__SET PROBLEM__
Edit the material below by replacing every occurrence of "pin one point per instance" with "place one dot on each instance" and changing nothing else. Leave the pictures out of your answer.

__RECORDED DATA__
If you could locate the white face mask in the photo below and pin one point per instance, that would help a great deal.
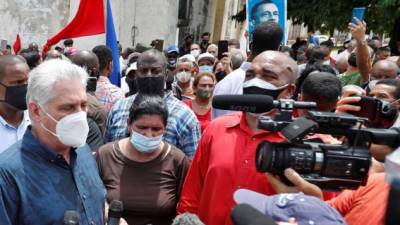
(195, 53)
(72, 130)
(145, 144)
(183, 77)
(392, 165)
(205, 69)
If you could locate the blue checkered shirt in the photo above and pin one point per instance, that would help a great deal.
(183, 129)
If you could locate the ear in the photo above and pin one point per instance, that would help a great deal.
(34, 112)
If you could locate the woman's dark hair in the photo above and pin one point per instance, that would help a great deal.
(148, 105)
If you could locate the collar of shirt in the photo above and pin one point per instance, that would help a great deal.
(245, 66)
(241, 122)
(25, 121)
(32, 145)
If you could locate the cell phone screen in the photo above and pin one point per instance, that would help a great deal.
(3, 45)
(222, 48)
(358, 13)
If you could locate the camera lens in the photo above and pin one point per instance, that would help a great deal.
(276, 157)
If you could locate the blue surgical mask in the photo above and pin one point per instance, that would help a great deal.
(205, 69)
(145, 144)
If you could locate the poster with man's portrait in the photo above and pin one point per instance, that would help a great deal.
(259, 11)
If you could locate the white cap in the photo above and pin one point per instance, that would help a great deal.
(206, 56)
(188, 57)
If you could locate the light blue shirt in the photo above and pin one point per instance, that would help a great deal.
(9, 134)
(232, 84)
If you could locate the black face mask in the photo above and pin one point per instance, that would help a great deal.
(153, 85)
(220, 75)
(132, 85)
(261, 91)
(16, 96)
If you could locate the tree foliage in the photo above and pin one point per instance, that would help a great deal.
(330, 14)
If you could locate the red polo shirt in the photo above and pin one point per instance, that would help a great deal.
(224, 162)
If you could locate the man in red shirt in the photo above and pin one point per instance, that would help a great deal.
(225, 157)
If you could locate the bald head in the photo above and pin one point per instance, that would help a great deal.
(278, 63)
(53, 54)
(87, 60)
(150, 57)
(8, 61)
(384, 69)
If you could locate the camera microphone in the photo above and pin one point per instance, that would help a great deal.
(244, 214)
(115, 212)
(71, 217)
(244, 103)
(257, 103)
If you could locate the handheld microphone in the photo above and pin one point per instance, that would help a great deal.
(245, 103)
(244, 214)
(115, 212)
(71, 217)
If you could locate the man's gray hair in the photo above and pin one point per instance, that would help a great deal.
(187, 219)
(43, 78)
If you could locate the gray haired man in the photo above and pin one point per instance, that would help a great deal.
(51, 170)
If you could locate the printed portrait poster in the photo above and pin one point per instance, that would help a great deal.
(259, 11)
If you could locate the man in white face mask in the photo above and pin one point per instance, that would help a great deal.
(183, 84)
(51, 167)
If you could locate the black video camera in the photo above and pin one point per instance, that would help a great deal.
(331, 167)
(379, 113)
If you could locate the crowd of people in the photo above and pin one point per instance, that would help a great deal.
(72, 140)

__THE REPLY__
If you could locate the white face mask in the photo below and place one dot on each instance, that would help a great deal.
(195, 53)
(72, 130)
(145, 144)
(183, 77)
(392, 165)
(205, 69)
If you could locate the blue checkered shirt in the photo above and place one dot on each instance, that would help a great deal.
(183, 129)
If you could locate the ear in the photo above and place one dot on each instance, that would help a great deal.
(34, 112)
If you could locate the woman's dark hair in the photo above and place one dot on each instance, that would help a great deal.
(148, 105)
If you could locate the collar of shirt in the photo above and place one dot on each instance, that would help a great deal.
(245, 66)
(241, 122)
(25, 121)
(32, 145)
If you could locate the cell phone screen in the photo above and place one dot on each instance, that would help a great deal.
(3, 45)
(222, 48)
(358, 13)
If you could locate the camera lens in the photo above and place one dot on each instance, that would help a great deal.
(276, 157)
If you could locate the blue surgical mask in the photo above and place one dot on each instance, that would help a great deal.
(205, 69)
(145, 144)
If you could locate the poster with man's portrait in the photo above and place one dot on each instance, that would help a great deal.
(259, 11)
If you could locate the white cap in the photo above and place one dot on each instance, that would help a great deal.
(206, 56)
(188, 57)
If you could locate the light blue shirt in the photo above and place one dot on each instance, that would help a great deal.
(9, 134)
(232, 84)
If you could locate the black face mask in the photo above and place one dot on each instance, that would help a great deal.
(153, 85)
(220, 75)
(132, 85)
(261, 91)
(16, 96)
If you could locate the tree foliage in the photo above and place one dot on each instance, that would help a great deal.
(330, 14)
If you could locate the red polo shirt in the photo above and place one dot on each instance, that would help a great deal.
(224, 162)
If you could locate the man in red shirt in the photo above and place one dot on each instance, that would help a great deal.
(225, 157)
If you could locate the bald head in the photo above and place one dot on each instance, that would help a great deal.
(278, 63)
(53, 54)
(87, 60)
(150, 57)
(8, 61)
(384, 69)
If you could locate the camera microphone in the photo above and place one dot on each instance, that would help a great deal.
(244, 214)
(115, 212)
(71, 217)
(244, 103)
(257, 103)
If you could locate the handheld microphone in the photo above and place one dot on each instance, that would help a great deal.
(245, 103)
(244, 214)
(115, 212)
(71, 217)
If you could locate the man's gray hair in the photo above and place one dot on each instance, that would help a great deal.
(187, 219)
(43, 78)
If you could locate the gray haired man in the photo above and place one dot on each instance, that would help a great deal.
(51, 170)
If you could locate the printed portrait poster in the photo above and place one dot on each instance, that would help a great deal.
(259, 11)
If you could locate the man in white face mask in the photo above and place one dot on each instance, that would help a great deal.
(183, 84)
(51, 167)
If you could locate the black video camera in the photo above and place one dot on each instance, that would help a great deal.
(331, 167)
(379, 113)
If you could locate the crowd of people in the photo above and place one dot on each instance, that would help a great deal.
(72, 140)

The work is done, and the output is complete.